* Start DATA SHOWN *

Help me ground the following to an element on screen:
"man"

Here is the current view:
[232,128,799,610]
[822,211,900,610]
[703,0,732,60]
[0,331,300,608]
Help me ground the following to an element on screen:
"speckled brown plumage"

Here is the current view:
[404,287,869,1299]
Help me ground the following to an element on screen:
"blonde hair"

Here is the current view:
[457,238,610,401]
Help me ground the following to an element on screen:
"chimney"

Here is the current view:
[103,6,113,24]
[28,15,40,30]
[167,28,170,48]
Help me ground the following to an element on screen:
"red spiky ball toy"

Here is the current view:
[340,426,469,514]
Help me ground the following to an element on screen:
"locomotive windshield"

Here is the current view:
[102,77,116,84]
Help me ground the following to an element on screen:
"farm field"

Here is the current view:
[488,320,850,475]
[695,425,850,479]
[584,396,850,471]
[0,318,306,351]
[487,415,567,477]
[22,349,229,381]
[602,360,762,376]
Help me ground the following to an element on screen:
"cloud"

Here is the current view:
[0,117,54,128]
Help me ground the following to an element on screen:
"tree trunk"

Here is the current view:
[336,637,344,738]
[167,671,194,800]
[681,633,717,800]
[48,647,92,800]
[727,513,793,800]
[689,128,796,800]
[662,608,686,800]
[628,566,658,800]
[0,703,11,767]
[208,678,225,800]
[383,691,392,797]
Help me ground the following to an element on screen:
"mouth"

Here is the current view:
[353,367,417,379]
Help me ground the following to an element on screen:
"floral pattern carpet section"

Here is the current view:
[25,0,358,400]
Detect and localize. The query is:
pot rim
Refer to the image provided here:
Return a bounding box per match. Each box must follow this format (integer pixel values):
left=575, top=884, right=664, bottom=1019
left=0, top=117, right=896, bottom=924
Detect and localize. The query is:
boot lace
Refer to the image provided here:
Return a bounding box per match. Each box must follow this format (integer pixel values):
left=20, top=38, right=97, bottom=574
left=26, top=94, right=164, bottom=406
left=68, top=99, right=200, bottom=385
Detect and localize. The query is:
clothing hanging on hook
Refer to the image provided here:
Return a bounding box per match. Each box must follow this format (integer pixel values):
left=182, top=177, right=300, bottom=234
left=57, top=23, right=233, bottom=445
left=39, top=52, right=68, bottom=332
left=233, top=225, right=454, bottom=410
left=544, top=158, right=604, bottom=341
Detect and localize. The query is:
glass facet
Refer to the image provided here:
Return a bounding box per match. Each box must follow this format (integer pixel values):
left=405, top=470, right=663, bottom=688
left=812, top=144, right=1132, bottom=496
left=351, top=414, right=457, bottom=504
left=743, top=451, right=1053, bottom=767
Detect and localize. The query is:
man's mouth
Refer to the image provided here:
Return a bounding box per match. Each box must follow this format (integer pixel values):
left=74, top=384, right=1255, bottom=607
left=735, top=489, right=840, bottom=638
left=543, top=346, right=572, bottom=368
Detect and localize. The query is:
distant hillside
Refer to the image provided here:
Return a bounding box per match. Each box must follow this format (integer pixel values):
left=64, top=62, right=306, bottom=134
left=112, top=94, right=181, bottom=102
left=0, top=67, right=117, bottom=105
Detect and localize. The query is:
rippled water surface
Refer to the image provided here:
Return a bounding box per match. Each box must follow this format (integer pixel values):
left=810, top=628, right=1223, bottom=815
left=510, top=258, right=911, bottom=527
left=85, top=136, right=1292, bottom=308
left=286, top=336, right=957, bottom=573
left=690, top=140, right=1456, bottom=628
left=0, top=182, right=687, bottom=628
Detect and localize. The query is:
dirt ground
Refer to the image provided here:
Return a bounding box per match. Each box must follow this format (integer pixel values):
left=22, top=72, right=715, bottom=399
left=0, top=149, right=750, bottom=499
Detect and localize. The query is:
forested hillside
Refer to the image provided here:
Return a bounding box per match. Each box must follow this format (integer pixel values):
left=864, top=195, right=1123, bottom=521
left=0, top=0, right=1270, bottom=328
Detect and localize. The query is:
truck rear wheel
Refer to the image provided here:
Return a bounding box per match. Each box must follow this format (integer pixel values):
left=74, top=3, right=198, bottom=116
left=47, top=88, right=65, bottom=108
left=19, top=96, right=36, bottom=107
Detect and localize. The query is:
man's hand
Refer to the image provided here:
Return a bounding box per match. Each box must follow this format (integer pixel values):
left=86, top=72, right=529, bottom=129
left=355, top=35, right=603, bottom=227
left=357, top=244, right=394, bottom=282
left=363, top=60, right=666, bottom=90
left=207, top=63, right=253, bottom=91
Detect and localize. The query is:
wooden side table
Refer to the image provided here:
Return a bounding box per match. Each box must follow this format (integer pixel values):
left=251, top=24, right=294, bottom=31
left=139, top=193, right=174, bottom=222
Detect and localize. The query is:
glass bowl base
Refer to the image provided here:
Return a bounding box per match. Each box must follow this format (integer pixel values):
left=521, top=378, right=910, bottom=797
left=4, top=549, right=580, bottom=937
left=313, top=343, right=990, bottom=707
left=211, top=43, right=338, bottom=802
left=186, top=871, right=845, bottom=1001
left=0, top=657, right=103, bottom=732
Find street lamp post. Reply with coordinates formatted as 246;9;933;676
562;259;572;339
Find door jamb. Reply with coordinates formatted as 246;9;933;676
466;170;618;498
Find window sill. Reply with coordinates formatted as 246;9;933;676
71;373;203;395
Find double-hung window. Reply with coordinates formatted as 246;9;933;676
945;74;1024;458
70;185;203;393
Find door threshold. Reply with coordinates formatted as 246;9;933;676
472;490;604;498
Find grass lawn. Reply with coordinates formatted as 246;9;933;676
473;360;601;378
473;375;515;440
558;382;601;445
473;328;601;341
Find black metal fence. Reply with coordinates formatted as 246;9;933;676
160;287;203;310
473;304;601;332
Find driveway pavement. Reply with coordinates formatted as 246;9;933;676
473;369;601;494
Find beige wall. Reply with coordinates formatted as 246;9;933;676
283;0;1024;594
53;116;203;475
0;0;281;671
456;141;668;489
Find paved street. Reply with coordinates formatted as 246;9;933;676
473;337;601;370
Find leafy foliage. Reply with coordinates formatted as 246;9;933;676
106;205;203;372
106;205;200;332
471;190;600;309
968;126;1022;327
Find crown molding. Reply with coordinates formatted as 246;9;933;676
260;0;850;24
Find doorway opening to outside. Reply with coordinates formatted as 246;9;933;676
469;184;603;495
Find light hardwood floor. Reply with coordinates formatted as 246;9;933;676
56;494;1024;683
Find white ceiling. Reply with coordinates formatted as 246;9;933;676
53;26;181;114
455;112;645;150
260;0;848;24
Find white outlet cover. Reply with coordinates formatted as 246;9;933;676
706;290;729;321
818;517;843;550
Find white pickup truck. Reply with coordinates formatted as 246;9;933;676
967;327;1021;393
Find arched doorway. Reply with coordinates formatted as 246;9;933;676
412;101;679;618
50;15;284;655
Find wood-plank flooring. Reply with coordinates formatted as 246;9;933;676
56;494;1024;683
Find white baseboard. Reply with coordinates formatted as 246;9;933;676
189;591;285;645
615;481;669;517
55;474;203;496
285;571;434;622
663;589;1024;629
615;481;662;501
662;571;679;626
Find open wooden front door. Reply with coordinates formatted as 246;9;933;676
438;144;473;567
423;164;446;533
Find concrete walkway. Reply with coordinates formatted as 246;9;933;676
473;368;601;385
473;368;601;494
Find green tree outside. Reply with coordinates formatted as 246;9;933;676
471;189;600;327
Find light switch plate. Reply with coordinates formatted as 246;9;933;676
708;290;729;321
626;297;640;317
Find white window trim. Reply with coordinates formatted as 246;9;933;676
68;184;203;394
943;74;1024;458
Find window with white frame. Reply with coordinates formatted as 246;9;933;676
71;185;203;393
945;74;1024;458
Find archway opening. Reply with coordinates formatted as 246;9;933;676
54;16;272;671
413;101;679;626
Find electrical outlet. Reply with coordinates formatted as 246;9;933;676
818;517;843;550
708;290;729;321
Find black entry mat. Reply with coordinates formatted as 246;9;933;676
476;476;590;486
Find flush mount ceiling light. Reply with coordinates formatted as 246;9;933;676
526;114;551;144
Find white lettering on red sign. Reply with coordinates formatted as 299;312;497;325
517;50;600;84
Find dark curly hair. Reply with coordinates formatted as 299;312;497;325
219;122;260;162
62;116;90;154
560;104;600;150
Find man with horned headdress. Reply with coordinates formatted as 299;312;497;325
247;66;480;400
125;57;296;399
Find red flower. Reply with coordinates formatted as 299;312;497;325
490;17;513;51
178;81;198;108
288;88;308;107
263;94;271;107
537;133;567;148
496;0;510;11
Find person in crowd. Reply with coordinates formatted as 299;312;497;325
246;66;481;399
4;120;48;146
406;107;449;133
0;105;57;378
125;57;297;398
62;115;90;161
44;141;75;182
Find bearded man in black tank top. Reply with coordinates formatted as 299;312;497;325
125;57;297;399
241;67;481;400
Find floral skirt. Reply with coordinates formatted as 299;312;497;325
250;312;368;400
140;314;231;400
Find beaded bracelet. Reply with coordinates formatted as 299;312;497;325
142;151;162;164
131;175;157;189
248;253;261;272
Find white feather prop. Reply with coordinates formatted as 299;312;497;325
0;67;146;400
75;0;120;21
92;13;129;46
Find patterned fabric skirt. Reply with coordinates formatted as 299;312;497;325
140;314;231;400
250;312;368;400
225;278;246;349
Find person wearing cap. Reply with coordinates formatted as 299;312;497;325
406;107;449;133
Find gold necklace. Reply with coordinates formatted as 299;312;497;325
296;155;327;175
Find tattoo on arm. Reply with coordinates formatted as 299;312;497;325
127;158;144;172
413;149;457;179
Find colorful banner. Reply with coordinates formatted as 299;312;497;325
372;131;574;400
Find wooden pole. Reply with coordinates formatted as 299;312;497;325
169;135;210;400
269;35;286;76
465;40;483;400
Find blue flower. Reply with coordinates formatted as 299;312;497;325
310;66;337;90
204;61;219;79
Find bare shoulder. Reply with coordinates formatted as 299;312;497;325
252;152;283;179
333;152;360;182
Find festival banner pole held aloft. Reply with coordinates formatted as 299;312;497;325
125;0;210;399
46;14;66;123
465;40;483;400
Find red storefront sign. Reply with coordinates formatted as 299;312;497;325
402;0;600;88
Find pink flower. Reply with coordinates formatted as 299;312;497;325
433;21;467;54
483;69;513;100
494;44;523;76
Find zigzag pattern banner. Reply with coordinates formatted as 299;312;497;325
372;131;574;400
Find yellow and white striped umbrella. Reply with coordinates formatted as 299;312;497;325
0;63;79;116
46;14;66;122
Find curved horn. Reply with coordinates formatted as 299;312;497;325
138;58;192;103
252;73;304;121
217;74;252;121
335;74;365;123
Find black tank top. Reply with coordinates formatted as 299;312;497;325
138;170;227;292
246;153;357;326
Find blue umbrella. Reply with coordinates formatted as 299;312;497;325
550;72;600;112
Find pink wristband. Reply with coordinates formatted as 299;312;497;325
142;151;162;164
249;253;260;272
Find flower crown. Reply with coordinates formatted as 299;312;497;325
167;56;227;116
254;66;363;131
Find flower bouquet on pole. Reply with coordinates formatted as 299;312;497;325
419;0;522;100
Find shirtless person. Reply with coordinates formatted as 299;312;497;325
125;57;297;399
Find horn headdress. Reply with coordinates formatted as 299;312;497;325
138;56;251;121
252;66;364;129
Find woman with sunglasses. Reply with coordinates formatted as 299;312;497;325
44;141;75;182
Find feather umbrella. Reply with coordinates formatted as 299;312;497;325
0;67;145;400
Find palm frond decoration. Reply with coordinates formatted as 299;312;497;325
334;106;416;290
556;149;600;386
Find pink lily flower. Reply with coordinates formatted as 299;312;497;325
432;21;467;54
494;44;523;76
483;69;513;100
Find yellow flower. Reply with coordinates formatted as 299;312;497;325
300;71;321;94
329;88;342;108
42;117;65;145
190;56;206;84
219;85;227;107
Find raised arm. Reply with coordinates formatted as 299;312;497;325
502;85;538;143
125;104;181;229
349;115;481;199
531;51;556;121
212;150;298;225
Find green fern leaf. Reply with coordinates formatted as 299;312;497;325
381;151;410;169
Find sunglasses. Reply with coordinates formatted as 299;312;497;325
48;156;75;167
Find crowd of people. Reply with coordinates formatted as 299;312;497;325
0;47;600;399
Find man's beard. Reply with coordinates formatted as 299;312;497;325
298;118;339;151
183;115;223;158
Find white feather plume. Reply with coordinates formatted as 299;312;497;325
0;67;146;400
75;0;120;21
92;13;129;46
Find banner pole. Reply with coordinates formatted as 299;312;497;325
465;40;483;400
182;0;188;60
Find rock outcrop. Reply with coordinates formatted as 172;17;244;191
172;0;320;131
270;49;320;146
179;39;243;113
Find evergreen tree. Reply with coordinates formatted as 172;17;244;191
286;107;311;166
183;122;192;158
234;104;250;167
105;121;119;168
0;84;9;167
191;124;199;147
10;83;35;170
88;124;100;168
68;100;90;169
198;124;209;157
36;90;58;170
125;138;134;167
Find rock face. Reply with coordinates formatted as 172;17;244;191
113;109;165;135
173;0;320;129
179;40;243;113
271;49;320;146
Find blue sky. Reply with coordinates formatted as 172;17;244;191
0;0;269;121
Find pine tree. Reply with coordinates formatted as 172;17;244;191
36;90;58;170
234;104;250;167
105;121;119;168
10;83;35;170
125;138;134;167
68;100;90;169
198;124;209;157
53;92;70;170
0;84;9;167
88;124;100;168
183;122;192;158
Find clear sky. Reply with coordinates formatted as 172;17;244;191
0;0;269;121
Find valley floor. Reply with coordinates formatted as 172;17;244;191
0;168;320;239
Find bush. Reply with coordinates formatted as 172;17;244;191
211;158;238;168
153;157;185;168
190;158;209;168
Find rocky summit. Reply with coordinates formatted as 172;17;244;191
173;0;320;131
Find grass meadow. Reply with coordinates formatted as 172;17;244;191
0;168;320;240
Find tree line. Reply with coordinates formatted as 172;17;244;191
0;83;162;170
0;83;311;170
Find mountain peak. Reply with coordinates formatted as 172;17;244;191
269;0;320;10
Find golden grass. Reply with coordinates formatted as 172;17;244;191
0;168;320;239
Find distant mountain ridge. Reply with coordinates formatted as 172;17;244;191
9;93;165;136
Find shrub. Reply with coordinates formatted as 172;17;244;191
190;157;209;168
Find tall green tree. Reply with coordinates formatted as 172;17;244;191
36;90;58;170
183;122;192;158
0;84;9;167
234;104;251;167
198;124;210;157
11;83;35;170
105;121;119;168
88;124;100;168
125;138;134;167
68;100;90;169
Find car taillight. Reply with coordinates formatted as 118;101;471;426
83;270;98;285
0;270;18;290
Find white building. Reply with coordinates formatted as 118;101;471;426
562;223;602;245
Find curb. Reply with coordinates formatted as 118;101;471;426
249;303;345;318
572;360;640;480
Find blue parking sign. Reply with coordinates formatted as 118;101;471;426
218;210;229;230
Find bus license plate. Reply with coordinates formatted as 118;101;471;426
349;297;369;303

* End DATA SHOWN *

CHALLENGE
Pick out every line of the items above that contains the string "wooden", and copy those lines. Only lines that match its case count.

OUTPUT FOR THIS EXERCISE
wooden side table
Find open wooden front door. Reply with coordinates formatted as 246;9;933;676
Find wooden pole. Reply with coordinates formatted as 299;312;497;325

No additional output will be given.